INSTRUCTIONS:
a – Condense the paragraph that begins "As I advanced to higher classes" in the essay on school, reading, and music below into a short bulleted list that keeps its main facts.
b – Resume the essay on school, reading, and music below, picking up right after its final sentence.

[start DOCUMENT]

Despite being immersed in an elite and Anglophonic ethos, courtesy of my school, I only read my first complete novel when I was in the eighth standard. A furious but concerned teacher of mine handed me her copy of The Untouchable by Mulk Raj Anand seeing that I was wasting away my potential. "You must finish it in one week, I am going to ask you questions," she commanded me with a stern voice. Having been naturally wired to slip easily into distraction, I hastily skimmed through the book a day before the deadline. Its story, the characters and their world went right over my head and I drew no lessons from it. I remember nothing of that book except the title, its author and a memory attached to it. That is not important though, I think. I had been initiated into the world of fiction.
As I advanced to higher classes and started to acquaint myself with a popular clique of classmates, I also began to disassociate myself with my neighbourhood friends who did not attend a Convent school. I paid extra attention to the new English songs that played on VH1, my eyes glued on-screen to memorize the name of the song and the artist. That would give me an edge during our recess conversations. Did I look cool enough? I must've been, after all I had haughtily mentioned in numerous chit-chats how Rihanna had changed the music landscape; how I thought that Beyonce was overrated and how I never missed an opportunity to sing along the particular section of Soulja Boys' Kiss Me Through The Phone, which went like Six..Seven..Eight..Triple Nine..Eight..Two..One..Twooooooo! I listened to typical Bollywood songs, the Jatin-Lalit creations secretly, with a guilty conscience as though I ought to have been ashamed of my taste.

[end DOCUMENT]
[start EXCERPTED DATA]

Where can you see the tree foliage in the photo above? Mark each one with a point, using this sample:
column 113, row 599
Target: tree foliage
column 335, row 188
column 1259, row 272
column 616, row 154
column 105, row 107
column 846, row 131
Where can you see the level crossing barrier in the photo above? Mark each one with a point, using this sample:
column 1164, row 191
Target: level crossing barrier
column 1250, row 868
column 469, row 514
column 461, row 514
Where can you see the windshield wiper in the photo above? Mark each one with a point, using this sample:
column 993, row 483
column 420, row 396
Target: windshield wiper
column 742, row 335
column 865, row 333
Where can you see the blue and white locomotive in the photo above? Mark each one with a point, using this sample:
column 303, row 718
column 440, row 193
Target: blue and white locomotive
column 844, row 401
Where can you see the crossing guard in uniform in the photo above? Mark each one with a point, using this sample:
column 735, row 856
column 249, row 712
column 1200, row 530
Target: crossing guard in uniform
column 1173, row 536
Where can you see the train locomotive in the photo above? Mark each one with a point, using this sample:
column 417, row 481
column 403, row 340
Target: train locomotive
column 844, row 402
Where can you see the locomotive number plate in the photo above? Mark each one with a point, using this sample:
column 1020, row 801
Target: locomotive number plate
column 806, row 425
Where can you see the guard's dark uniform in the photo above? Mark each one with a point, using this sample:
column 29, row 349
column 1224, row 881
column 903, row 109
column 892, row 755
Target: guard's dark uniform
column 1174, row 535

[end EXCERPTED DATA]

EXPECTED OUTPUTS:
a –
- As I moved up in school and got to know a popular group of classmates, I drifted away from neighborhood friends who did not attend a Convent school.
- I closely watched new English songs on VH1 to memorize each song's name and artist, which gave me an edge in recess conversations.
- In chats I claimed that Rihanna had changed the music landscape, called Beyonce overrated, and always sang along to a particular section of Kiss Me Through The Phone.
- I listened to typical Bollywood songs, the Jatin-Lalit creations, in secret and with a guilty conscience.

b –
Gradually, all the real and imagined shortcomings made their burning presence felt in my life. I became uncomfortable being seen wearing a Salwar Kameez by any Loreto girl lest they should think that I was unfashionable. I wore my hair according to the latest trends or at least attempted to. My school bags never weighed more than the school diary in case the Jansport appear misshapen due to the weight of more books. I even raised hells at home to acquire a smartphone in order to make a Facebook account, the lack of which was making me feel acutely inadequate among my friends. These were the considerations that usually constituted my selfhood. As one can conclude I was a wee-bit troublesome but I was also deeply troubled.
As an undergraduate and onwards, I was suddenly and overwhelmingly bombarded with the intellectual environment of the metropolitan. It didn’t take much for me to become gapingly enamoured by ‘discourses,’ dialogue and debates. Smugly, I assumed a personality that made my past self to feel as though the latter belonged to a nebulous realm far away. At some point in my life it became crucial to not merely purge my ignorance but also to banish the indifference that came with it. So, I tried to remedy that by asking questions to my maternal grandfather if he still has any recollections of living in Lhasa before he came to India. I started wondering how his people, the Tibetan Muslims, were perceived in their new homes, peculiar as their combination of being at once a Tibetan and a Muslim might have seemed to others. I began to ask questions of my Bihari grandfather from my paternal heritage whose image as a reclined asthmatic man is etched in my mind.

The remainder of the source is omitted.